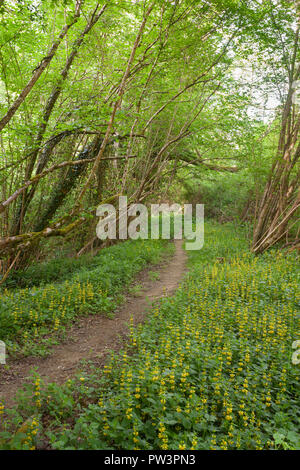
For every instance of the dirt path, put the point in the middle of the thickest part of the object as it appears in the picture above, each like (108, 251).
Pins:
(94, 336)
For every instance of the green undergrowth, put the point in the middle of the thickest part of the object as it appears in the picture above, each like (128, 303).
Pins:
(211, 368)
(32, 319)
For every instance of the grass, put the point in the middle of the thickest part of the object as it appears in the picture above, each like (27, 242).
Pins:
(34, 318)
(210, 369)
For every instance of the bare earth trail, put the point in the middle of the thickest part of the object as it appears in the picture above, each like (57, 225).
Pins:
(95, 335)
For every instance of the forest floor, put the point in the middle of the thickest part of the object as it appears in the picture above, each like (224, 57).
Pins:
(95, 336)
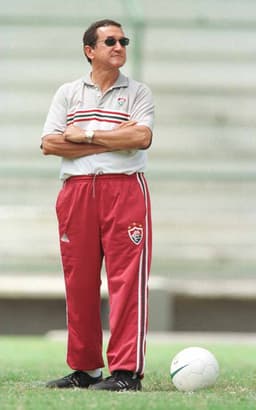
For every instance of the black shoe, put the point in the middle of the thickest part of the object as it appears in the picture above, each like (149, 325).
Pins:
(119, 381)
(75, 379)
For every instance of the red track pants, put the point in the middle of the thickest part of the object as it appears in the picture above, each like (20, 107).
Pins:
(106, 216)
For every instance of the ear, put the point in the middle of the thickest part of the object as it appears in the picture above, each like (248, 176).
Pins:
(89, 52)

□ □ □ □ □ □ □

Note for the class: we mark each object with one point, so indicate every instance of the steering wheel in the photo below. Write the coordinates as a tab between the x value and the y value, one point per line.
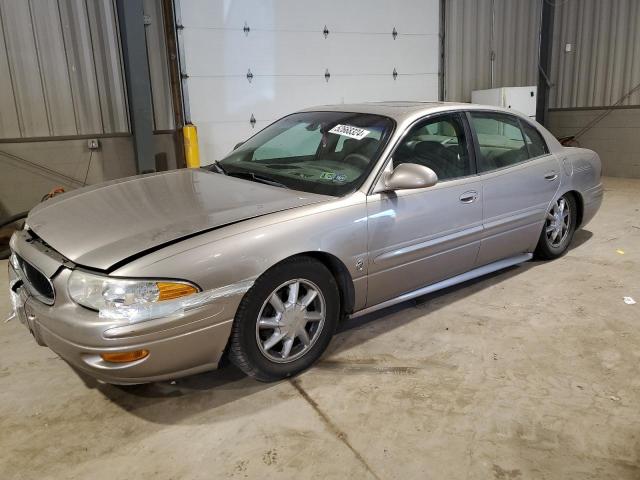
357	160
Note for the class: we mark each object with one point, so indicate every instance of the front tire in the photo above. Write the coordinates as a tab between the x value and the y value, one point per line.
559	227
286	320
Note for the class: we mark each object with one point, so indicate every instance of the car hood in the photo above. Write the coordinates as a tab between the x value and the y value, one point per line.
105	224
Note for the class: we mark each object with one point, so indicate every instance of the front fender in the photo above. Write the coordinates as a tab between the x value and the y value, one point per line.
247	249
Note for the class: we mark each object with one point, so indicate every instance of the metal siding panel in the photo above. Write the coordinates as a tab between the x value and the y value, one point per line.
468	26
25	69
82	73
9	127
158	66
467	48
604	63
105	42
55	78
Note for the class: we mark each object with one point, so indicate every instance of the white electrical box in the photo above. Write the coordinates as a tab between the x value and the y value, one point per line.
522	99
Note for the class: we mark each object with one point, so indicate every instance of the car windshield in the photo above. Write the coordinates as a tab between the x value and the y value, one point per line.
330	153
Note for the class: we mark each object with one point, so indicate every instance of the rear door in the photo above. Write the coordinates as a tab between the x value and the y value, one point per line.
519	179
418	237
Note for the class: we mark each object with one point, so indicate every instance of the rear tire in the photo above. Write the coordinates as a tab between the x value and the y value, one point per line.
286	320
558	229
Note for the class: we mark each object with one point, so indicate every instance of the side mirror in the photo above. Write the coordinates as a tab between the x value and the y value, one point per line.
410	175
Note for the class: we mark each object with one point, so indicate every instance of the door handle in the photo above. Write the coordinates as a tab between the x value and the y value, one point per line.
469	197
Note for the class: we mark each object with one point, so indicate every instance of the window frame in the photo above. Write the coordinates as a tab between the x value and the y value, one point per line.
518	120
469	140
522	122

□ □ □ □ □ □ □

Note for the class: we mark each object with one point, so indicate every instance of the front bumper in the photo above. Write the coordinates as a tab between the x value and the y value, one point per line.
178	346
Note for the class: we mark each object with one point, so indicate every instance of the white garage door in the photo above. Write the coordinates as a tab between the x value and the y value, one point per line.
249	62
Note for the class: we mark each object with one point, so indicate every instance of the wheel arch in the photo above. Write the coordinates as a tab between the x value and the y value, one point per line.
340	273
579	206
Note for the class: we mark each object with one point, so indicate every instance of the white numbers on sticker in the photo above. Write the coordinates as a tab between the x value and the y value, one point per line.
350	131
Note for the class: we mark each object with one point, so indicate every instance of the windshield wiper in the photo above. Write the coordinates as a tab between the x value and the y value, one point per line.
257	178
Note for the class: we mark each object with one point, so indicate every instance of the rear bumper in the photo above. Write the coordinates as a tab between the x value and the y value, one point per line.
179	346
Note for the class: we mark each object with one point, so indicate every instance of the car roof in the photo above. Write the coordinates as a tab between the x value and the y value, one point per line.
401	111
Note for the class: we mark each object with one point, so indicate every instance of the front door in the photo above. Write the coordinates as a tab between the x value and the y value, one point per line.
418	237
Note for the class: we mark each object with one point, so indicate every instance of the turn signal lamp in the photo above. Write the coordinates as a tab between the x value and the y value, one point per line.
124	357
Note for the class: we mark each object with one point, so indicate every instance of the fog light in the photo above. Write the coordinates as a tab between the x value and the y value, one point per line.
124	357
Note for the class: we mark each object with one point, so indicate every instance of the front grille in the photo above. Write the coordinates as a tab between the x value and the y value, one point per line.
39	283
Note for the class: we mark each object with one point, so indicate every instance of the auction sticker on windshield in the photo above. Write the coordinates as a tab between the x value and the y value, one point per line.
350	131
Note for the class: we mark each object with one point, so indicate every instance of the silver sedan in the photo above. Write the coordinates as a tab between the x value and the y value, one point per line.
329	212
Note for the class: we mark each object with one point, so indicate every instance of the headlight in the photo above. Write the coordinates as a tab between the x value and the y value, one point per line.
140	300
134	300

□ □ □ □ □ □ □

** Instructions for the task **
Determine how many lines of the listing above contain the string "sticker". State only the number.

** Result of this exercise **
2